◆ 課題 1: 抜粋のうち、「という戯(ざ)れ歌が戦前の旧」を含む語句で始まり「への不安は隠し切れなかった。」で終わる部分を、一字一句変えずに書き写せ。
◆ 課題 2: 後に示すエントリのうち、文字列「from」を含む行の数を答えよ。大文字と小文字は区別し、数字のみを記すこと。

◆ 抜粋:

════

2013年7月16日火曜日

マララの願い、国連で

学校(がっこ)つぅぶれて、
寄宿舎(きぃしゅくしゃ)焼(や)ぁけて、
校長(こぉちょ)こぉこらで死ぃねばよい、
すっととん、すっととん

という戯(ざ)れ歌が戦前の旧制高等学校で流行っていた。旧制中学生だった私ら悪童たちも、先輩の感化よろしく尻馬に乗って、口ずさんでいたものだ。受験勉強や宿題に追われていた学生たちは、そうしたバカげた歌を、半ば本気で合唱していたものだった。だが、そのクダラ無い『願い』が、思い掛けず実現してしまったのである。昭和19年4月、中学3年になりたての私たちのクラスが突然閉鎖され、軍需工場へ送られ、職工として働くことになってしまった。

それを遡る昭和16年12月8日、日本海軍の真珠湾奇襲で始まって破竹の勢いで勝ち誇っていた日米戦争が翌17年、ミドウエー海戦での敗北を境に後退の一途をどっていった。働き盛りの成年男子が徴兵されて戦場へ送られ、その人手不足を補う苦肉の策で中学生を穴埋めとした。私たちの心境は複雑であった。戯れ歌の願望通り学業を放棄するのに『お国のため』という大義名分は立ったものの、悪化する戦況への不安は隠し切れなかった。

════

◆ 処理対象データ:
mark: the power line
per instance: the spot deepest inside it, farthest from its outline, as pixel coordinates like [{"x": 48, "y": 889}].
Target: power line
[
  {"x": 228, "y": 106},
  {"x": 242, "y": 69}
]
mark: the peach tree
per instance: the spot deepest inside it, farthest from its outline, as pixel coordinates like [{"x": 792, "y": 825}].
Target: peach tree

════

◆ 解答 1:
という戯(ざ)れ歌が戦前の旧制高等学校で流行っていた。旧制中学生だった私ら悪童たちも、先輩の感化よろしく尻馬に乗って、口ずさんでいたものだ。受験勉強や宿題に追われていた学生たちは、そうしたバカげた歌を、半ば本気で合唱していたものだった。だが、そのクダラ無い『願い』が、思い掛けず実現してしまったのである。昭和19年4月、中学3年になりたての私たちのクラスが突然閉鎖され、軍需工場へ送られ、職工として働くことになってしまった。

それを遡る昭和16年12月8日、日本海軍の真珠湾奇襲で始まって破竹の勢いで勝ち誇っていた日米戦争が翌17年、ミドウエー海戦での敗北を境に後退の一途をどっていった。働き盛りの成年男子が徴兵されて戦場へ送られ、その人手不足を補う苦肉の策で中学生を穴埋めとした。私たちの心境は複雑であった。戯れ歌の願望通り学業を放棄するのに『お国のため』という大義名分は立ったものの、悪化する戦況への不安は隠し切れなかった。

◆ 解答 2: 2